▶ Free-text object descriptions:
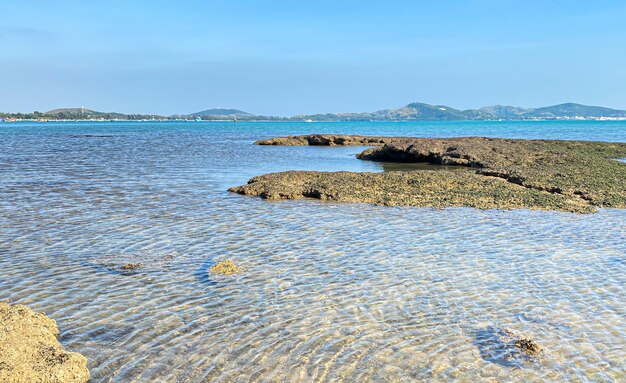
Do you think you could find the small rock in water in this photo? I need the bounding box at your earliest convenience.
[474,326,543,368]
[515,338,542,355]
[120,263,142,270]
[209,260,241,275]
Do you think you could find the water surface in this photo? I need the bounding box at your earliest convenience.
[1,120,625,382]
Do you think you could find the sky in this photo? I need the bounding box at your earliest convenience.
[1,0,626,116]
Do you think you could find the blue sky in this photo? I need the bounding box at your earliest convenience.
[1,0,625,115]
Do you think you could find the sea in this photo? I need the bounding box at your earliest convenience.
[1,120,625,382]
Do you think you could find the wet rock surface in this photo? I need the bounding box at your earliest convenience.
[231,135,626,212]
[229,170,595,212]
[256,134,402,146]
[515,338,542,355]
[120,263,143,270]
[0,302,89,383]
[209,260,241,276]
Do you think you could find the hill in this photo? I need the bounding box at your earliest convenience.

▶ Task: Repeat the records above exactly. Pictures do not belong in the copy.

▶ Expected output:
Do you think you could find the small rock in water in this photo? I need the bounding box at your earliest convenience.
[474,326,543,368]
[515,338,542,355]
[120,263,142,270]
[209,260,241,275]
Do you think you could find the water surface in this photo? I need the bounding box at your earliest convenience.
[1,120,625,382]
Do you think you could find the sky in this photo? I need the bounding box at your earliest convenience.
[1,0,626,116]
Do you think you could find the blue sky in this photo? I need the bounding box at your earliest convenience.
[1,0,625,115]
Do you think you could find the sea in this photo? I need the bounding box at your earliest convenience.
[1,120,625,382]
Do you think you could find the wet rock surface in this photo? I need the bounding box at your earliest convenience.
[231,135,626,212]
[229,170,595,212]
[256,134,402,146]
[515,338,542,355]
[120,263,143,270]
[0,302,89,383]
[209,260,241,276]
Do you think you could find the hill in this photo? I need the bounding box at your earliest convenience.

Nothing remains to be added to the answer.